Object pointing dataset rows
○ ○ ○

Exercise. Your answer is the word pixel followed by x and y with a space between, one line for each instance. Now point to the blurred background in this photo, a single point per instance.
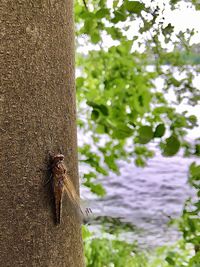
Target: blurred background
pixel 138 82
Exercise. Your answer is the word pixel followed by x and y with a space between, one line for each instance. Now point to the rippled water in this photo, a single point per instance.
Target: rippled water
pixel 146 197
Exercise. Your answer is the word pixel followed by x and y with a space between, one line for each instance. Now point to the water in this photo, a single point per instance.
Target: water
pixel 146 197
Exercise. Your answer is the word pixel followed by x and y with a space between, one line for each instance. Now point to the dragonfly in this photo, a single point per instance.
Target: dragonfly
pixel 61 182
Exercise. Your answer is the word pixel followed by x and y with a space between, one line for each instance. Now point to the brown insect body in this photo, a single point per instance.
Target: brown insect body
pixel 61 183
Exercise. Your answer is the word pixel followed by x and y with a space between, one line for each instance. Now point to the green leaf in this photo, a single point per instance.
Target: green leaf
pixel 145 134
pixel 79 81
pixel 101 107
pixel 122 131
pixel 160 130
pixel 94 115
pixel 170 261
pixel 171 146
pixel 134 7
pixel 101 13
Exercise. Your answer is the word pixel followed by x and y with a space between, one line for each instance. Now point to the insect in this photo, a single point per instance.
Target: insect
pixel 62 183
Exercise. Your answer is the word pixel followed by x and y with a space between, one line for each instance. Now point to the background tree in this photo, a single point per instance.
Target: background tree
pixel 133 46
pixel 37 115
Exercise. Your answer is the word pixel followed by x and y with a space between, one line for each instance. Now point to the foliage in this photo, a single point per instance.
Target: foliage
pixel 109 251
pixel 122 108
pixel 190 220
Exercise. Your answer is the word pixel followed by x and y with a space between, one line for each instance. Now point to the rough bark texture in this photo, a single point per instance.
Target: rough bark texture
pixel 37 115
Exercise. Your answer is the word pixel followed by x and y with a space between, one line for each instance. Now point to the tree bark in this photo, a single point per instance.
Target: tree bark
pixel 37 115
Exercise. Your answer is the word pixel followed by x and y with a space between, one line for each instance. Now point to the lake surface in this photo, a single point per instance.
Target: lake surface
pixel 145 197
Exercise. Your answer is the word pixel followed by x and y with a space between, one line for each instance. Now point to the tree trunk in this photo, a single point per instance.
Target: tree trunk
pixel 37 115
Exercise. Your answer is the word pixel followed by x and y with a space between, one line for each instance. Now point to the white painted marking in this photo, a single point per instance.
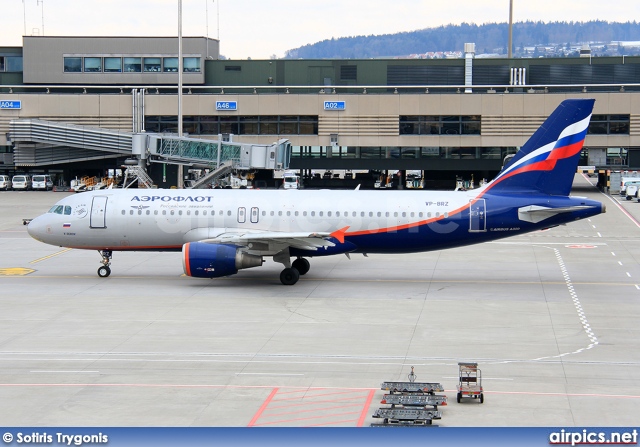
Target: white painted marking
pixel 267 374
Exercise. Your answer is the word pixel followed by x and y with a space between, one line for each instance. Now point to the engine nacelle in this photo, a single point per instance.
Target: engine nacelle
pixel 202 260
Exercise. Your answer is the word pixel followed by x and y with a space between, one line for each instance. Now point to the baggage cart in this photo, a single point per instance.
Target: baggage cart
pixel 470 384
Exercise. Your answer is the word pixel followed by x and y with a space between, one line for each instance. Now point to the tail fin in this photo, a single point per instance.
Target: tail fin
pixel 549 159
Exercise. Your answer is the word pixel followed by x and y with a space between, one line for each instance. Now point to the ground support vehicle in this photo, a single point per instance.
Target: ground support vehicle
pixel 407 416
pixel 410 403
pixel 470 382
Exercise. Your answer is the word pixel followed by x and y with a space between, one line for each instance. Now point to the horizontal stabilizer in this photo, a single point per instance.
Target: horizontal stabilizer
pixel 535 213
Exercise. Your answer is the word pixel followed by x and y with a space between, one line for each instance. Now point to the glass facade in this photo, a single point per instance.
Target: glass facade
pixel 234 124
pixel 609 125
pixel 440 125
pixel 117 64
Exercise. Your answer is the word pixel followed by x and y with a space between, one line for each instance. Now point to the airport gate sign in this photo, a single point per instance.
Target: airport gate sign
pixel 335 105
pixel 11 105
pixel 227 105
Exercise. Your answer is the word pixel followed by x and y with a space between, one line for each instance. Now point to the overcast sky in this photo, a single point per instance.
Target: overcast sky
pixel 258 29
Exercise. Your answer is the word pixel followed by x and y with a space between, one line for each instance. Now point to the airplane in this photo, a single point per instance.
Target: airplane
pixel 222 231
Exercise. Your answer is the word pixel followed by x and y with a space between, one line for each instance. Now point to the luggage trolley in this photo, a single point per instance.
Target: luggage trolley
pixel 470 384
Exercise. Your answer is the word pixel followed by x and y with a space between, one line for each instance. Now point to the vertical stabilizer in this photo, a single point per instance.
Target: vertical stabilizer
pixel 548 161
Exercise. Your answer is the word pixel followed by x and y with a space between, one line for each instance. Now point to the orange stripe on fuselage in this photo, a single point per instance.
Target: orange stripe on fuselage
pixel 410 225
pixel 187 265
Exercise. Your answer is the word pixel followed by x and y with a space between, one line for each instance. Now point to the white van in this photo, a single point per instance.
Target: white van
pixel 631 191
pixel 624 181
pixel 290 181
pixel 5 182
pixel 21 182
pixel 42 182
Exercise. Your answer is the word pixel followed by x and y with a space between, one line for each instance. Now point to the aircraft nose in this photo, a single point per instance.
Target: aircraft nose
pixel 37 228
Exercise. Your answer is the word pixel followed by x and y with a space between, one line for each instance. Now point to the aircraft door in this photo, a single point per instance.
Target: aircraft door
pixel 242 215
pixel 477 215
pixel 98 212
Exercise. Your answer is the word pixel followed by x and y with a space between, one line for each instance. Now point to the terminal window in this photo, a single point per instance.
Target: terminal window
pixel 152 64
pixel 112 64
pixel 72 64
pixel 92 64
pixel 440 125
pixel 133 64
pixel 609 125
pixel 170 64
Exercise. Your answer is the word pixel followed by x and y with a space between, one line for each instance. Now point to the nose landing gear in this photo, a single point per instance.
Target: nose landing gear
pixel 105 270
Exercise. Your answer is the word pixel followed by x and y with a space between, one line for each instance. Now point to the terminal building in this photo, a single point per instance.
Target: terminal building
pixel 71 106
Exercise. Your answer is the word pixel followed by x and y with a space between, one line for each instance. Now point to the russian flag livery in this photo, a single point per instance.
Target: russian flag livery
pixel 223 231
pixel 549 159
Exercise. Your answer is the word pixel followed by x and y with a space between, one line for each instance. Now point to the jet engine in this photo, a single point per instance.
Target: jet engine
pixel 202 260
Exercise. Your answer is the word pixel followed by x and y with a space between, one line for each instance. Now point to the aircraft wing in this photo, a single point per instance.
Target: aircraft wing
pixel 273 240
pixel 269 242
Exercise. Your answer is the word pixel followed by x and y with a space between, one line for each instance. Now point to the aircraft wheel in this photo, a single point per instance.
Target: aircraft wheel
pixel 301 265
pixel 289 276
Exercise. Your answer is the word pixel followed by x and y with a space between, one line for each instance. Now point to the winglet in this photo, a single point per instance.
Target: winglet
pixel 339 234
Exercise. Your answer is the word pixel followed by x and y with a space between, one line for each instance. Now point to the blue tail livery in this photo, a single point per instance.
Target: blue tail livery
pixel 222 231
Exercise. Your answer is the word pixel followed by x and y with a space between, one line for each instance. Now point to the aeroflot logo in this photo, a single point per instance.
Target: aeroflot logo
pixel 172 199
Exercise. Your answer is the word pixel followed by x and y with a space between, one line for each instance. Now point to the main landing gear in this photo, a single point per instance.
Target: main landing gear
pixel 290 275
pixel 105 270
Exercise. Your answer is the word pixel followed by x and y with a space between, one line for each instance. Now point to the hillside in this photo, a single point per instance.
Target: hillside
pixel 489 38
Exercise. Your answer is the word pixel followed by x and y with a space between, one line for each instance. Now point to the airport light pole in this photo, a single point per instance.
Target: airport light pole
pixel 180 69
pixel 509 51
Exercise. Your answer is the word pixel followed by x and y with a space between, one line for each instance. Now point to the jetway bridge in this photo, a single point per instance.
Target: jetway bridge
pixel 42 143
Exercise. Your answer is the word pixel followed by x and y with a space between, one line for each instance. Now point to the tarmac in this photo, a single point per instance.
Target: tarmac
pixel 550 317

○ ○ ○

§ **Task objective**: Copy everything from the line containing "to the dragonfly" down to the line containing "pixel 190 220", both of those lines included, keeping every character the same.

§ **Output for this exercise**:
Exercise. Your answer is the word pixel followed by x and y with a space between, one line for each instance. Now point to the dragonfly in this photo, a single point per instance.
Target: dragonfly
pixel 61 182
Exercise. Your answer is the word pixel followed by x and y with a space between, one line for each instance. Now point to the brown insect body in this photo, a single point per instance.
Target: brown insect body
pixel 61 183
Exercise. Your answer is the word pixel followed by x and y with a space between, one line for each instance. Now point to the green leaf in this photo, a single point per instance.
Target: green leaf
pixel 145 134
pixel 79 81
pixel 101 107
pixel 122 131
pixel 160 130
pixel 94 115
pixel 170 261
pixel 171 146
pixel 134 7
pixel 101 13
Exercise. Your answer is the word pixel followed by x and y with a space between, one line for each instance. Now point to the insect in this photo, a single point per instance.
Target: insect
pixel 62 183
Exercise. Your answer is the word pixel followed by x and y with a space between, one line for each instance. Now point to the background tree in this photo, a single point per instance.
Target: background tree
pixel 133 46
pixel 37 115
Exercise. Your answer is the word pixel followed by x and y with a space between, one line for each instance. Now point to the foliage in this photo, a single point per instance.
Target: foliage
pixel 109 251
pixel 122 108
pixel 190 220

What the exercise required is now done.